** start Data provided **
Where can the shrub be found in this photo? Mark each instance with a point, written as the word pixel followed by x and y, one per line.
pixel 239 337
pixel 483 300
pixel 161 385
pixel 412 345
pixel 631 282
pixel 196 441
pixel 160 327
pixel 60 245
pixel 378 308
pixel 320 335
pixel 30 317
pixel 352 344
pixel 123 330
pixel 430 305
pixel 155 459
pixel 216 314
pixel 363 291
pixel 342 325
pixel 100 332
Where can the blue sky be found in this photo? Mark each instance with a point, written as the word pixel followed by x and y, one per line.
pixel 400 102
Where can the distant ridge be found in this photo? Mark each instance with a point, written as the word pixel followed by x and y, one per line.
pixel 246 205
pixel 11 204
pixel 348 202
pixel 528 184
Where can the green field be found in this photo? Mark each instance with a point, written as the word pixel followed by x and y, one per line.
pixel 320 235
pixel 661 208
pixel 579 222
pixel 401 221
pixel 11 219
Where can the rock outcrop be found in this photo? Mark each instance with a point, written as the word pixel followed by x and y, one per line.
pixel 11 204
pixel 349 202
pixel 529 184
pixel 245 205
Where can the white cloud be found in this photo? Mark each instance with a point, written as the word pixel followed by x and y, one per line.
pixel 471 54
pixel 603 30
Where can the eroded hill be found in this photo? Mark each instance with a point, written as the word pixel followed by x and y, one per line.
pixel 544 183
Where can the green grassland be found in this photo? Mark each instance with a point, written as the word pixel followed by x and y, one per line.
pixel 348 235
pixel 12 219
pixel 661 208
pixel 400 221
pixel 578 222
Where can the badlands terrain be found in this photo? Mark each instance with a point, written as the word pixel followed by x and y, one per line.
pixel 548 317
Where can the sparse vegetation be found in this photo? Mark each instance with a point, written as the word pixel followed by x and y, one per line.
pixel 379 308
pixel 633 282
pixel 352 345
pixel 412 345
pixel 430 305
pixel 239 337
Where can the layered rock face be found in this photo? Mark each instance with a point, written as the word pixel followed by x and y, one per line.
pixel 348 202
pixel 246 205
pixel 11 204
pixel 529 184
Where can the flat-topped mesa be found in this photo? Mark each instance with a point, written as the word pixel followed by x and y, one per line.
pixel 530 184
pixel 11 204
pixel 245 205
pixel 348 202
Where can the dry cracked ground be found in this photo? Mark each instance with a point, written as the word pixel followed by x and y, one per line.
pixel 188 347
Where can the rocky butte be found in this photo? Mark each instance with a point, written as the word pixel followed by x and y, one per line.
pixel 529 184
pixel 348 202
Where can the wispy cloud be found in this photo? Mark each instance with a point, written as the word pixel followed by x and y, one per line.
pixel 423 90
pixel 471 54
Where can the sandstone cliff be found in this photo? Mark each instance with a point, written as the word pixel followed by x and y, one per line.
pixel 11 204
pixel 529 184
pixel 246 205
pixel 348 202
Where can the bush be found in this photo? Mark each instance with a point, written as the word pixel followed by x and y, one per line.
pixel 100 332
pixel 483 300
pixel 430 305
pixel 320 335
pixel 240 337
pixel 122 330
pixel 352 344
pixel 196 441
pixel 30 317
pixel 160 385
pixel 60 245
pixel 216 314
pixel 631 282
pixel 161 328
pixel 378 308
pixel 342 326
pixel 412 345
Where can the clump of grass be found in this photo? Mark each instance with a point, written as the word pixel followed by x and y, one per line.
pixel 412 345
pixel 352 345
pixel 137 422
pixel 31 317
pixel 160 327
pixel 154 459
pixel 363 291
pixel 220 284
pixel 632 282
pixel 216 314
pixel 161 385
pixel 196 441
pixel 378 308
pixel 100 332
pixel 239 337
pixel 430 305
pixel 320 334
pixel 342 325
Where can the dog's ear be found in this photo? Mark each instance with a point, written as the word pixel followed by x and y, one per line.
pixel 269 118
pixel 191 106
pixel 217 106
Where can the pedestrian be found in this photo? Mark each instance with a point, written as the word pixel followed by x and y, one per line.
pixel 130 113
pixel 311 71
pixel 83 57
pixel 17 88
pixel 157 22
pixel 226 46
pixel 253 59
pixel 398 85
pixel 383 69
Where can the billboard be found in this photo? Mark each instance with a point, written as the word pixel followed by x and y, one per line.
** end Data provided **
Repeat word for word every line from the one that holds "Where can the clump" to the end. Both ends count.

Where can the clump of grass be found in this photo? Mark each instance with a point, written as the word pixel followed by x and y, one per line.
pixel 412 345
pixel 352 345
pixel 137 422
pixel 31 317
pixel 160 327
pixel 154 459
pixel 363 291
pixel 220 284
pixel 632 282
pixel 216 314
pixel 161 385
pixel 196 441
pixel 378 308
pixel 100 332
pixel 239 337
pixel 430 305
pixel 320 334
pixel 342 325
Where can the dog's ear be found in this photo? Mark each instance with a point, written as the word pixel followed by x and y, one per line.
pixel 269 118
pixel 191 106
pixel 217 106
Where can the pedestrian be found in this photo? Mark each instance with a point, written as the word pixel followed by x and y, one per line.
pixel 130 113
pixel 311 71
pixel 83 57
pixel 17 88
pixel 157 22
pixel 226 46
pixel 253 59
pixel 398 85
pixel 383 69
Where can the billboard be found in this photo? Mark each instance with a point, written as the word pixel followed by x and y, one per line.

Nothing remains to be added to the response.